Instructions to follow
Stop at the line containing "positive clicks: (85, 60)": repeat exactly every line of the entries below from the first up to it, plus that line, with pictures omitted.

[Supplied material Boundary: Start]

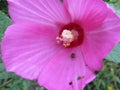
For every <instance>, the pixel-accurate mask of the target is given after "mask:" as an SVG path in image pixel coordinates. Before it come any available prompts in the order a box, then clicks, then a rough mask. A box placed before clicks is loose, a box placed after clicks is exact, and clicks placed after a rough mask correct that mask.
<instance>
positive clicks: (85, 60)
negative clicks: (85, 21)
mask: <svg viewBox="0 0 120 90" xmlns="http://www.w3.org/2000/svg"><path fill="white" fill-rule="evenodd" d="M119 41H120V18H119V17H118V16H117V15H116V14H115V13H114V12H113V11H112V10H111V9H109V15H108V17H107V18H106V20H105V21H104V22H103V24H102V25H101V27H99V28H96V29H94V30H92V31H90V32H87V33H86V42H87V43H86V45H83V46H84V47H83V48H84V49H83V51H84V50H85V52H84V54H85V55H86V60H85V61H86V63H87V65H88V66H89V67H90V68H92V69H94V70H100V69H101V68H102V59H103V58H105V57H106V56H107V55H108V54H109V53H110V51H111V50H112V48H113V47H114V46H115V45H116V44H117V43H118V42H119Z"/></svg>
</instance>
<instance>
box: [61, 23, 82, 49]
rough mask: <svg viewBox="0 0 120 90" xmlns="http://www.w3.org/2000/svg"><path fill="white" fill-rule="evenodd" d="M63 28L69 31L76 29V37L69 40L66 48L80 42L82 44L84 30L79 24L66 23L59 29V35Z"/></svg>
mask: <svg viewBox="0 0 120 90" xmlns="http://www.w3.org/2000/svg"><path fill="white" fill-rule="evenodd" d="M64 30H69V31H73V30H74V31H76V32H77V33H78V35H77V38H76V39H75V40H74V41H73V42H71V43H70V45H69V46H68V47H67V48H69V47H76V46H79V45H80V44H82V42H83V40H84V30H83V28H82V27H81V26H80V25H78V24H75V23H70V24H67V25H65V26H64V27H63V28H62V29H61V31H60V35H61V34H62V32H63V31H64ZM60 35H59V36H60Z"/></svg>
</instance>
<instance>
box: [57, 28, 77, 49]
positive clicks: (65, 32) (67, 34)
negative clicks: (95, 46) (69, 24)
mask: <svg viewBox="0 0 120 90" xmlns="http://www.w3.org/2000/svg"><path fill="white" fill-rule="evenodd" d="M77 34H78V33H77V32H75V31H74V30H71V31H70V30H67V29H65V30H63V32H62V33H61V35H60V36H59V37H57V38H56V39H57V42H58V43H62V44H63V46H65V47H69V46H70V44H71V43H72V42H73V41H74V40H75V39H76V35H77Z"/></svg>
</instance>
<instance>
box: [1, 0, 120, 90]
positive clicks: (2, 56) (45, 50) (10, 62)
mask: <svg viewBox="0 0 120 90" xmlns="http://www.w3.org/2000/svg"><path fill="white" fill-rule="evenodd" d="M8 4H9V13H10V17H11V18H12V21H13V24H12V25H11V26H9V27H8V29H7V30H6V32H5V35H4V37H3V40H2V46H1V48H2V59H3V62H4V64H5V67H6V69H7V71H9V72H15V73H16V74H17V75H19V76H21V77H23V78H25V79H29V80H38V83H39V85H41V86H45V87H46V88H47V89H48V90H83V88H84V87H85V86H86V84H88V83H89V82H90V81H92V80H93V79H94V78H95V74H94V72H95V71H99V70H101V68H102V66H103V61H102V59H103V58H105V57H106V55H107V54H108V53H109V52H110V51H111V50H112V48H113V47H114V46H115V45H116V44H117V43H118V41H119V40H120V19H119V17H118V16H117V15H116V14H115V13H114V12H113V11H112V10H111V9H110V8H109V7H108V5H107V4H106V3H104V2H103V1H102V0H64V1H63V2H61V1H60V0H8Z"/></svg>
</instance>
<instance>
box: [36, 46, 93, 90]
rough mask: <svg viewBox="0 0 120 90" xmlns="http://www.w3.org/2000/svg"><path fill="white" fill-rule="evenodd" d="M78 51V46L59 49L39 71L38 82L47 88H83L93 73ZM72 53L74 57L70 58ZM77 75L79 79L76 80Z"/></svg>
mask: <svg viewBox="0 0 120 90" xmlns="http://www.w3.org/2000/svg"><path fill="white" fill-rule="evenodd" d="M79 51H80V47H78V48H75V49H61V50H60V51H59V52H58V53H57V54H56V55H54V57H53V58H51V59H50V62H49V63H48V64H47V65H46V67H45V68H44V69H43V70H42V72H41V73H40V76H39V81H38V82H39V84H40V85H41V86H45V87H46V88H47V89H48V90H83V88H84V87H85V85H86V84H88V83H89V82H90V81H92V80H93V79H94V78H95V75H94V73H93V72H92V71H91V70H90V69H88V68H87V67H86V65H85V63H84V58H83V55H82V53H80V52H79ZM72 53H74V54H75V58H71V54H72ZM78 77H81V79H80V80H77V79H78ZM70 83H72V84H71V85H70Z"/></svg>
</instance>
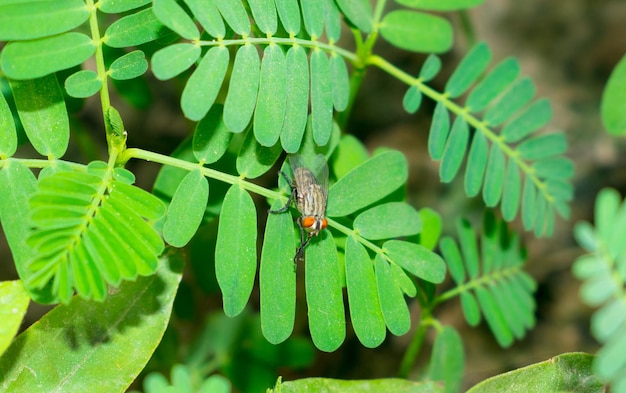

[Supplied material Boundary: End]

Solution for this problem
For every <instance>, the pixel-accurate mask of the target is given after "mask:" as an SVG path in image pixel coordinates. Before it come any available prompts in the order a box, then clicks, then a rough mask. A box placed before clicks is loose, a box placed after clicks is exact, and clicks placed after a rough mask correct that mask.
<instance>
positive clicks: (85, 60)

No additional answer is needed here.